AIM OF THE EXERCISE:
Reproduce the data below word for word, from the line containing "form [(50, 434)]." through the last line of the data, with both ends included.

Point placement records
┌──

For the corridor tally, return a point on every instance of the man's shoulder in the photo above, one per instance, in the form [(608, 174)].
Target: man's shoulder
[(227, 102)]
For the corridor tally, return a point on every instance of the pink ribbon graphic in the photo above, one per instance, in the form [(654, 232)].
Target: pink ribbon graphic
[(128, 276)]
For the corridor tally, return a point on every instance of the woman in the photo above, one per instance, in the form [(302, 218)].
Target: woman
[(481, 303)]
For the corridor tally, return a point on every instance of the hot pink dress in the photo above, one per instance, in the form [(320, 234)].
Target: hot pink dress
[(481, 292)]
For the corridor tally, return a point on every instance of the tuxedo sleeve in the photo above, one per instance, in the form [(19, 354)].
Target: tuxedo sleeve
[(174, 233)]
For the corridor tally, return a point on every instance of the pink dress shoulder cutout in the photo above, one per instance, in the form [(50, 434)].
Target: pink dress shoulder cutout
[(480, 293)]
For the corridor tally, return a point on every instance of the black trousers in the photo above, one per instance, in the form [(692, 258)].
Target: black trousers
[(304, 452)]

└──

ANSWER:
For the corridor tally, return a point on every instance of the pink dress shoulder cutout in the photo above, one per instance, in the form [(50, 434)].
Target: pink dress shoulder cutout
[(480, 293)]
For the corridor tally, return a point on every instance of the black trousers in the photo above, one per instance, in the form [(692, 258)].
Target: black trousers
[(304, 452)]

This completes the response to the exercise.